# My Skyline R34 GT-R 2002



## skyline_best (Jun 14, 2007)

hey .. my name is rashid from uae .. and this is my new skyline finally !! a dream came true actually :clap: 

i have brought it earlier from japan and its still right hand driving ..

i have inserted some parts to it :

Apexi ECU
Apexi Radiator
Apexi Titanium Exhaust
Greddy Oil Cooler
Nismo Clutch
Nismo rear lights
TOP SECRET Carbon Fiber Bonnet
TOP SECRET Carbon Fiber Wing
TOP SECRET Carbon Fiber rear Diffuser
TOP SECRET Carbon Fiber rear trunk
Mileage 59000km

Pics :

























































what do you think ?


----------



## LiamGTR (Nov 26, 2006)

I love it, like all R34's, but whats with the wheels ? have you spraye them ?

Sorry I ask this because they don't look the usual dark colour.


----------



## maxman (Mar 13, 2006)

Nice R34 mate 

just keep up


----------



## EvolutionVI (Sep 6, 2005)

Looks nice,needs a lowering:smokin: 


PS: Its not a 2002


----------



## skyline_best (Jun 14, 2007)

no its sot sprayed .. its original

its writtin 2002 in its poverty .. how do you know that its not 2002  ??


----------



## EvolutionVI (Sep 6, 2005)

It has grey seats,white fusebox cover etc... So it is not a 2002 model,maybe a 99 or early 2000. First registration is maybe 2002,but it still remains a 99 or 2000 car


----------



## Bean (Oct 12, 2001)

EvolutionVI said:


> It has grey seats,white fusebox cover etc... So it is not a 2002 model,maybe a 99 or early 2000. First registration is maybe 2002,but it still remains a 99 or 2000 car


....and it has a black engine bay and the audio and navi maker option is only from the 99/00 model.

Nice looking car though


----------



## Perra (Jan 6, 2002)

Send me the VIN-number and I´ll tell you when your car was produced. 

Nice car, you´ve got great taste when it comes to the stylingparts you´ve added. Now all you need IMHO, are some new wheels and a lowering. 

/P


----------



## skyline_best (Jun 14, 2007)

would you please explain IMHO ?


----------



## hyrev (Apr 30, 2004)

acronymfinder

In My Humble or Honest Opinion


----------



## skyline_best (Jun 14, 2007)

am thinking of lowring it but isnt that going to hurt the gear or something ? ,, because they told me so


----------



## EvolutionVI (Sep 6, 2005)

Nothing gets hurt,who ever told you,has no clue what he talkes about 

Lower the car with a good suspension and it will look much better(then it allready does):thumbsup:


----------



## skyline_best (Jun 14, 2007)

EvolutionVI said:


> Nothing gets hurt,who ever told you,has no clue what he talkes about
> 
> Lower the car with a good suspension and it will look much better(then it allready does):thumbsup:


HAHA ,, then lowring will be done soon .. pics are coming :thumbsup: 

i have one more q :

i need more power .. what turbos should i put inside it ??

and which choice is better ,, bigger Twin Turbos Or Single Turbo

and which kind of turbos shall i choose ?

i appreciate your answers mates .. Big Thanks for you all


----------



## Rain (Apr 8, 2006)

(Entries excerpted from a collection)
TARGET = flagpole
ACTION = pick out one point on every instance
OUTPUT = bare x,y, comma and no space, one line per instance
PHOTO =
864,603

> **STATED EXERCISE**: Supply the next part of the Skyline R34 GT-R forum thread, starting with the body of Rain's post. These entries were taken from a separate source.

> **ANSWER BELOW**:
I have a question...how did you register it and its still RHD!!! let me know !! cause i wanna move to Dubai and would love to get mine done like that !! haha


----------



## Perra (Jan 6, 2002)

Mate, send me your VIN-number and I´ll check in Nissan FAST when your car was produced. 

Here´s some inspiration for you so you get your car lowered. 
Link 1
Link 2


/P


----------



## Fujiyama (Feb 5, 2007)

Nice car!
I was just visiting my parents in the UAE
and I saw some skylines but all had been converted to left hand drive

My friend said that in UAE its the law and all RHD cars must be converted to left hand drive.

So my question is how did you get a RHD skyline in UAE:bowdown1: 

Because I may be moving next year and want to import one bitI dont want to convert it:shy:


----------



## skyline_best (Jun 14, 2007)

Here in uae .. if your car is over 2000 model .. you can only put plate on it even if it is RHD For ONE year only :thumbsup: 

But no one answered me about My Q


----------



## NomeXX (Jun 16, 2006)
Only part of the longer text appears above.